Carolina Vazquez Araya
La pandemia nos ha dejado en cueros, por decirlo de alguna manera.
Desconcierto es el término exacto para definir la atmósfera en la
cual se hunde el mundo conocido para transformarse de golpe en una
oscura repartición de culpas. El diminuto elemento que ha dejado en
evidencia la pobreza de las políticas públicas, la ambición de ciertos
grupos de poder y la cobardía de la mayoría de gobernantes, también
despojó de velos a nuestras sociedades disfuncionales. Obligados por el
miedo a un encierro voluntario o forzoso, nos encontramos a merced de
decisiones en las cuales no solo no creemos, sino además nos huelen a
traición y nos hacen desconfiar de nuestros pares.
El momento actual no podría ser más propicio para cerrar candados y
limitar así libertades ciudadanas; las medidas restrictivas han logrado
mantener aislados a grupos contestatarios, pero también han brindado
oportunidades a otros mucho más agresivos y peligrosos, cuyo poder para
transformar las democracias en dictaduras es facilitado por la paranoia
generalizada y la parálisis ciudadana. Aprovechando este paréntesis de
silencio político, no faltan las maniobras para utilizar la pandemia
como mecanismo cuyo objetivo es asfixiar toda protesta y militarizar,
casi sin oposición, ciudades y países víctimas del saqueo y la
corrupción.
En estas circunstancias, aun cuando creemos con plena convicción
haber alcanzado cierto nivel de conocimiento sobre el mal que se cierne
sobre los pueblos –y sobre nosotros mismos- debemos reaccionar y
comprender la dimensión del fenómeno que nos ataca, el cual no es solo
un virus sino todo un tinglado diseñado en función de extraviarnos en un
laberinto de rutas sin salida. De un modo perverso, grupos de poder se
esfuerzan por desorientar a las grandes mayorías y, tal como si fueran
un rebaño de ovejas, llevarlas directo hacia el reducto que les conviene
y anular toda posibilidad de participación en las decisiones.

LISTADO DE DATOS >>

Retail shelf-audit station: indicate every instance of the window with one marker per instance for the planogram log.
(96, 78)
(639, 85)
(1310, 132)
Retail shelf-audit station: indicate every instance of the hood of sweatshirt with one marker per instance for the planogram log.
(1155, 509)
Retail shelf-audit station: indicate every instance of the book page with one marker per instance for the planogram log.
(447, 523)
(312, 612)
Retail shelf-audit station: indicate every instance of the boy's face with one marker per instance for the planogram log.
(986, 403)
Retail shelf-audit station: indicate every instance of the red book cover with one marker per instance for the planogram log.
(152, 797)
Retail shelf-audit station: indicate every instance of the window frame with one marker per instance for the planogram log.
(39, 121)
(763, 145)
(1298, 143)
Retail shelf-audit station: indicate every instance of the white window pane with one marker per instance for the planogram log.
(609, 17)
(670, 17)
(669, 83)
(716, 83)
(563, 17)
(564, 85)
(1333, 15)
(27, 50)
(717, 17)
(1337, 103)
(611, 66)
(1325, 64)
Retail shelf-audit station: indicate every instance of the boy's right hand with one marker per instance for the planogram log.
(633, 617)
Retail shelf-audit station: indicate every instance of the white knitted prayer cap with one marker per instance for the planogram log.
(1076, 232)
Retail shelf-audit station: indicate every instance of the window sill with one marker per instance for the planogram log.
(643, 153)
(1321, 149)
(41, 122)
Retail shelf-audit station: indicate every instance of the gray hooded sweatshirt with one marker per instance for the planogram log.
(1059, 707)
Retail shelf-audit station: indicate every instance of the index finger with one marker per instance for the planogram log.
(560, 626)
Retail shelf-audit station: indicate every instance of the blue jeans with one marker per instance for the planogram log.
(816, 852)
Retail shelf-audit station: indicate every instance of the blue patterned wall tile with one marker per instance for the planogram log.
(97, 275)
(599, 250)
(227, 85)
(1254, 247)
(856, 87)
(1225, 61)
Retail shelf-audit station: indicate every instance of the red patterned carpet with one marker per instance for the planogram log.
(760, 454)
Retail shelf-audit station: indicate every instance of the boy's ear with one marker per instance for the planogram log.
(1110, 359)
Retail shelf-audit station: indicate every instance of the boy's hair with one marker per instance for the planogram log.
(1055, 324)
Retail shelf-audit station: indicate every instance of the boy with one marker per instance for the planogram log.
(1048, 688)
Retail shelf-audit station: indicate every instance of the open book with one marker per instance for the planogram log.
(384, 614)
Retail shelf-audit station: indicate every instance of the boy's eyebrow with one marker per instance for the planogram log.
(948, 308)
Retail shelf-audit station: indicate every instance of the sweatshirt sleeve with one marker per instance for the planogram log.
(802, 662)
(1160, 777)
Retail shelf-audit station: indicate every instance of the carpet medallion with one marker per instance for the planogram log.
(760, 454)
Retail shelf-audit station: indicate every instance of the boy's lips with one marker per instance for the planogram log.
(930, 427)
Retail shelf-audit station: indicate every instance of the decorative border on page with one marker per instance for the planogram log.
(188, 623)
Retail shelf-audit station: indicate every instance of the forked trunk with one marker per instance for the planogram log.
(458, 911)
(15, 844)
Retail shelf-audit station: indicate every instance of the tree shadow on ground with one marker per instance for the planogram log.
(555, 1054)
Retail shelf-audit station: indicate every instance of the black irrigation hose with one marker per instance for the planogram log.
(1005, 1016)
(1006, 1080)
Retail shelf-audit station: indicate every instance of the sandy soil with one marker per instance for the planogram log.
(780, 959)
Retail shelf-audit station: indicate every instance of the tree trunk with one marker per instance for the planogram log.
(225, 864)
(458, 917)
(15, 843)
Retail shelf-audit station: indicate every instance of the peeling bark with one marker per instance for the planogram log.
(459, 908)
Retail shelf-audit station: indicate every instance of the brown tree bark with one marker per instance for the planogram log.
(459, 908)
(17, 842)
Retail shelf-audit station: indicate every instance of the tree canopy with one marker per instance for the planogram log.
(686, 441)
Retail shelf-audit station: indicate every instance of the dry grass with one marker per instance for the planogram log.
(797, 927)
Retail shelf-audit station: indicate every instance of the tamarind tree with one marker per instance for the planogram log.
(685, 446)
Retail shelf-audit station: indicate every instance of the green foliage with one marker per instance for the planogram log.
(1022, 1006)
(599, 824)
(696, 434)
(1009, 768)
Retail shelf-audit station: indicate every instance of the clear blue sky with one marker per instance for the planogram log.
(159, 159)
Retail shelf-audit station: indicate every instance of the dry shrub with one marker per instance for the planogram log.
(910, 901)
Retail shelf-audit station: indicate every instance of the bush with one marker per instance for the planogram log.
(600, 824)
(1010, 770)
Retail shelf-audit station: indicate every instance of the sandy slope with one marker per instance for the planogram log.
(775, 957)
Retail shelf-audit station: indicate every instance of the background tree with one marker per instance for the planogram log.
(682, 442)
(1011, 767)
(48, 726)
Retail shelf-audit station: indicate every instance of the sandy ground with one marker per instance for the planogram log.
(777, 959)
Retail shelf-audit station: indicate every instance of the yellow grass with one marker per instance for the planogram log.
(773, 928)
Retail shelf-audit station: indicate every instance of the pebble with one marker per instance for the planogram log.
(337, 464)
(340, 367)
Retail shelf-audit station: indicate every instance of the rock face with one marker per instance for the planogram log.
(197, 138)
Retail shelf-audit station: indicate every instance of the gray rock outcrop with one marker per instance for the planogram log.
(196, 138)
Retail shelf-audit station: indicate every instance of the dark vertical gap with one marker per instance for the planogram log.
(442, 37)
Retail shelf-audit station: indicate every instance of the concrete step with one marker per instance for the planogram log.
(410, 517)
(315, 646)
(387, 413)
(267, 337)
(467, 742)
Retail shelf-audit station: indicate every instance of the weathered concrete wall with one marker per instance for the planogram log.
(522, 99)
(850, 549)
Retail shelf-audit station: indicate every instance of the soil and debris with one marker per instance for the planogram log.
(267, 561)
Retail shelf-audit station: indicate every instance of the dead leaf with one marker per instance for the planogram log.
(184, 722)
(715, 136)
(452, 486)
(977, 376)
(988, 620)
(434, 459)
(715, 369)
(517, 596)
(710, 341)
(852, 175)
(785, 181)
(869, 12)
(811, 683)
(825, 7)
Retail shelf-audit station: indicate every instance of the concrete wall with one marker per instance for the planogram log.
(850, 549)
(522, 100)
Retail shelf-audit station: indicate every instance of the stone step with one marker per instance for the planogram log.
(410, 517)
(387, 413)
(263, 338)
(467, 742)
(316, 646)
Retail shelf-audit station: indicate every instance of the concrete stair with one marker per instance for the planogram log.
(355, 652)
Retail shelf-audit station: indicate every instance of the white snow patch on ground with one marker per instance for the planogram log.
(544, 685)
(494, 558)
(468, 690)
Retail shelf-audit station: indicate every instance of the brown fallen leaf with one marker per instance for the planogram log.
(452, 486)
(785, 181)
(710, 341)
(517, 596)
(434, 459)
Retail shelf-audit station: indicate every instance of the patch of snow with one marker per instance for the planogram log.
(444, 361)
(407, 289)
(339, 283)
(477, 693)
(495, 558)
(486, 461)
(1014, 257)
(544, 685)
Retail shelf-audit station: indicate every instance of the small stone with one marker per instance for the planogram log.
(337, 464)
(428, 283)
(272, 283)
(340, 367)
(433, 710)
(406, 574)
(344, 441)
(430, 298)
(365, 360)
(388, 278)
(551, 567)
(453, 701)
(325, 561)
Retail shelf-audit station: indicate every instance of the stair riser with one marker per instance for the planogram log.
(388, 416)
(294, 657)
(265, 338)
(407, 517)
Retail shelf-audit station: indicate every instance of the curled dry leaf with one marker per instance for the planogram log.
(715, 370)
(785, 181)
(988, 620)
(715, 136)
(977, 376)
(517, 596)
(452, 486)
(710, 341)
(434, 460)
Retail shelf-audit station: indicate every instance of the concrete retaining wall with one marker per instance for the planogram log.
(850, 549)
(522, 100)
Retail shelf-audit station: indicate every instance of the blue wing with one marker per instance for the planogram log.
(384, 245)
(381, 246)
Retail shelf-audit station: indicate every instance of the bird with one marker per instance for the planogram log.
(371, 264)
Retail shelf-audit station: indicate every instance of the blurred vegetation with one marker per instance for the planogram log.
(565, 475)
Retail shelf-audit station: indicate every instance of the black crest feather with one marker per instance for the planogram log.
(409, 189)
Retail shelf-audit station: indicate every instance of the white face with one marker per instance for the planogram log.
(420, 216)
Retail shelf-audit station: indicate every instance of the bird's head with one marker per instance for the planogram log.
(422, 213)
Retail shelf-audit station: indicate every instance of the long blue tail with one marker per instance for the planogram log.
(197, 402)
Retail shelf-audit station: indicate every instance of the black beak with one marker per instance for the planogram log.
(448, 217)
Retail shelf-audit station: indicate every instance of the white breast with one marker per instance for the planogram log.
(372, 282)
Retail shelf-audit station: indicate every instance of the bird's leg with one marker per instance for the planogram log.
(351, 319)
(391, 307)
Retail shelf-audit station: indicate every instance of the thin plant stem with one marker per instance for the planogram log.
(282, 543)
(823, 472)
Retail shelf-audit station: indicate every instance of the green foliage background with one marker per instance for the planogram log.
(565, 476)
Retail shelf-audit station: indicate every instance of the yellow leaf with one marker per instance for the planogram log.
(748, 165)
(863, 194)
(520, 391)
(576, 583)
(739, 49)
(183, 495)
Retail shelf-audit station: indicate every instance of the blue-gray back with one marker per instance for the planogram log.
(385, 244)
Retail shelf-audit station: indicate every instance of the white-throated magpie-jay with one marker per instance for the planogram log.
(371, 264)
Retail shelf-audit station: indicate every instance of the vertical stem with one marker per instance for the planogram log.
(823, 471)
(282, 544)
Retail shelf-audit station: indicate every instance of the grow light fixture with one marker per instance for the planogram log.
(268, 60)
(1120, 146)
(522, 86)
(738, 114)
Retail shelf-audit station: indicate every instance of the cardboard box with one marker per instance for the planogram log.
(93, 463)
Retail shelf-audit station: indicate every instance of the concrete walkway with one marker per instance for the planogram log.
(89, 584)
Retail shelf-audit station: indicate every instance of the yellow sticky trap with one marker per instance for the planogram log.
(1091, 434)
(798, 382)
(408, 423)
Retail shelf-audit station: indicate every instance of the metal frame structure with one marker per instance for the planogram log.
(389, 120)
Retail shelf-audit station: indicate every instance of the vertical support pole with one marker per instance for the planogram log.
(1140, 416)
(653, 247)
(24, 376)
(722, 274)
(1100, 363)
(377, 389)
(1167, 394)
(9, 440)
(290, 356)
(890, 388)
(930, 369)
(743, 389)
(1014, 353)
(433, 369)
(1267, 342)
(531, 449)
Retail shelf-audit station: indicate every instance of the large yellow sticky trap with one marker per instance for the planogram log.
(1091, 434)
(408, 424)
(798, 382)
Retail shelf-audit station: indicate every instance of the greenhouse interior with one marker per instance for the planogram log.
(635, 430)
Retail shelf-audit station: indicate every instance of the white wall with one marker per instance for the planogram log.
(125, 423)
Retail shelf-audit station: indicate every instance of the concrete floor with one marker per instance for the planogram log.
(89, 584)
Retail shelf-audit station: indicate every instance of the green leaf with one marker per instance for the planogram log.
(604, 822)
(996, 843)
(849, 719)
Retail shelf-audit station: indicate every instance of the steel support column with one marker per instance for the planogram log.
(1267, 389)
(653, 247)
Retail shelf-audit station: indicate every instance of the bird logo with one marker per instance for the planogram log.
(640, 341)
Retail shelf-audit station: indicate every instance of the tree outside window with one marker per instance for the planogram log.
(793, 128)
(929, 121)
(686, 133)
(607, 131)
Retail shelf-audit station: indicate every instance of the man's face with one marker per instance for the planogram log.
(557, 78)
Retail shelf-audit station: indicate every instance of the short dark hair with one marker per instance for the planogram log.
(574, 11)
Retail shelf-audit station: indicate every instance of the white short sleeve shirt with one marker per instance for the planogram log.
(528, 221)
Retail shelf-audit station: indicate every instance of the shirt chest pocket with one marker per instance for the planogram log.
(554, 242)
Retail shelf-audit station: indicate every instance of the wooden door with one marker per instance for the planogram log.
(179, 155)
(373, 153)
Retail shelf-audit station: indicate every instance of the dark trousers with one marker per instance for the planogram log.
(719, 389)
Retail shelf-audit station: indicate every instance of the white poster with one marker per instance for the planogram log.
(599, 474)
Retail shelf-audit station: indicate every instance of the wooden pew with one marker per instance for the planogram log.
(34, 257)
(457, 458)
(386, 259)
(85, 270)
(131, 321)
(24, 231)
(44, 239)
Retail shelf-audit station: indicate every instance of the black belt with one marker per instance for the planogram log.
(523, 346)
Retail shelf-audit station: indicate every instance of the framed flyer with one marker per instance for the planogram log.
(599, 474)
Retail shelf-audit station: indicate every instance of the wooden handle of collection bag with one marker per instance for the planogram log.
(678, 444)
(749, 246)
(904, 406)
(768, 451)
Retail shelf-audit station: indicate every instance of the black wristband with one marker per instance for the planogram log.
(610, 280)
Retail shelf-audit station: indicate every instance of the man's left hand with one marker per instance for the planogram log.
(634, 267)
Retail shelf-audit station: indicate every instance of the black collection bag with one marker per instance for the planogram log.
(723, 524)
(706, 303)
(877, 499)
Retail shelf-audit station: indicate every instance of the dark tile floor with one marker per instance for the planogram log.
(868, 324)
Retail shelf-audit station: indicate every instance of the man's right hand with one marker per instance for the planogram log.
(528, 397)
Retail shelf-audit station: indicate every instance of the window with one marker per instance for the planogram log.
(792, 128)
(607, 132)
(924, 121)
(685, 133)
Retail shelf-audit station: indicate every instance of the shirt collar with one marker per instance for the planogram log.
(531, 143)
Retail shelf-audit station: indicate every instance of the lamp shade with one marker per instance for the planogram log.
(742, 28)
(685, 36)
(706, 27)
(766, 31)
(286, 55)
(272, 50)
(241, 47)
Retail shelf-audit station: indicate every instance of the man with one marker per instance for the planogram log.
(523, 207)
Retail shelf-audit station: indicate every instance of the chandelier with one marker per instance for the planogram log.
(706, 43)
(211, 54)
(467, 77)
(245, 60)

EXPLORAR EL MATERIAL >>
**A)** En el texto sobre la pandemia, ¿qué término define con exactitud la atmósfera en la que se hunde el mundo conocido?
**B)** Transcribe del texto sobre la pandemia el fragmento que va desde «Carolina Vazquez Araya» hasta «de nuestros pares.», ambos incluidos.
Los registros no intervienen en nada de esto.

RESPUESTAS POR TAREA >>
**A)** Desconcierto.

**B)**
Carolina Vazquez Araya
La pandemia nos ha dejado en cueros, por decirlo de alguna manera.
Desconcierto es el término exacto para definir la atmósfera en la
cual se hunde el mundo conocido para transformarse de golpe en una
oscura repartición de culpas. El diminuto elemento que ha dejado en
evidencia la pobreza de las políticas públicas, la ambición de ciertos
grupos de poder y la cobardía de la mayoría de gobernantes, también
despojó de velos a nuestras sociedades disfuncionales. Obligados por el
miedo a un encierro voluntario o forzoso, nos encontramos a merced de
decisiones en las cuales no solo no creemos, sino además nos huelen a
traición y nos hacen desconfiar de nuestros pares.